Texte extrait
« Mais vous êtes fous » : dans l’intimité d’un couple détruit par l’addiction à la drogue
« Mais vous êtes fous » : dans l’intimité d’un couple détruit par l’addiction à la drogue
Par Murielle Joudet
Audrey Diwan signe un film littéral et asphyxiant, dont le scénario ressemble à celui d’une campagne de prévention.
Mari comblé, père exemplaire qui chouchoute ses deux filles quand il ne travaille pas dans son cabinet dentaire, Roman (Pio Marmaï) a un secret : une consommation régulière, et même quotidienne, de cocaïne. Il parvient pendant des années à cacher son addiction aux yeux de ses proches, jusqu’au jour où un incident fait exploser la cellule familiale qui doit se reconstruire comme elle peut. Et Roman de devoir montrer patte blanche pour réintégrer sa famille.
On est ici, en terrain bien connu : celui de la chronique du délitement d’un couple à laquelle s’ajoute le film-dossier sur l’addiction à la drogue. En cela, Mais vous êtes fous donne l’impression qu’on aurait pu prélever chaque scène de films préexistants pour le réaliser : engueulades, embrassades, scènes de sexe pudiques, dîner en famille où les enfants rechignent à manger leurs légumes, petite fille qui se demande « il est où papa ? », grands-parents protecteurs mais inquiets.

Travail demandé
1. Répondez à ces questions sur la critique du film « Mais vous êtes fous » :
(a) Qui signe le film ?
(b) Où Roman travaille-t-il ?
(c) Quelle drogue Roman consomme-t-il ?
2. Rédigez la suite de la critique du film « Mais vous êtes fous », en partant de sa dernière phrase.

[Lignes d'un jeu de données de pointage]
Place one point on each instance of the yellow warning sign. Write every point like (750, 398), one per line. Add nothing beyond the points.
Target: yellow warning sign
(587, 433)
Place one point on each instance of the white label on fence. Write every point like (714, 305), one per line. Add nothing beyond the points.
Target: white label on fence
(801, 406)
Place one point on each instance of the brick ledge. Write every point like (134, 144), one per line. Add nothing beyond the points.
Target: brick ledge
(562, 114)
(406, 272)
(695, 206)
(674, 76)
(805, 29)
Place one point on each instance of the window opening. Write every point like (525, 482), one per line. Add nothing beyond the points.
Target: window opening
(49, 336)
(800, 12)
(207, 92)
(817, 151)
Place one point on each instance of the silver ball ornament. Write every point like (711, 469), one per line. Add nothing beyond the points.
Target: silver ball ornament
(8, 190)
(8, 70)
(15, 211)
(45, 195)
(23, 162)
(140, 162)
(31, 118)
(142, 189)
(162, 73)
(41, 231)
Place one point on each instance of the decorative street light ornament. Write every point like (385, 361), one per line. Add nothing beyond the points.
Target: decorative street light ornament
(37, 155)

Réponses finales
1.
(a) Audrey Diwan.
(b) Dans son cabinet dentaire.
(c) De la cocaïne.

2.
Mais il y a aussi ces nombreuses scènes d’interrogatoires dans des bureaux devenus la toile de fond quotidienne d’un certain cinéma français naturaliste (dernier exemple en date, Jusqu’à la garde, de Xavier Legrand). Les institutions en-cadrent (au sens cinématographique) le couple, lui font passer toute une batterie d’examens pour s’assurer de son innocuité cinématographique.
Symbolisme primaire
Innocuité au sens où, à force d’inspecter dans les moindres recoins la vie intime du couple (sur ce point, la seule scène intéressante du film est le moment où Roman reproduit les gestes du quotidien face à un inspecteur), ne subsiste plus aucun mystère à l’écran. Le résultat est littéral et asphyxiant comme la lecture d’un procès-verbal. Audrey Diwan ne laisse aucune place à l’imaginaire, et si toutefois celui-ci voulait s’immiscer dans le film, les émissaires du réel (commissaire, médecin, assistante sociale, juge) lui barreraient la route.
La réalisatrice suit précautionneusement la trajectoire de son scénario qui ressemble à celui d’une campagne de prévention ou d’une pub pour un antidouleur (avant : Roman n’arrive pas à dormir/après : Roman danse avec ses filles). L’ensemble converge lentement vers un symbolisme primaire : une grille sépare l’homme et la femme. Mais celle-ci, on le comprend, peut être franchie. Si loin, si proche… jusqu’au prochain examen.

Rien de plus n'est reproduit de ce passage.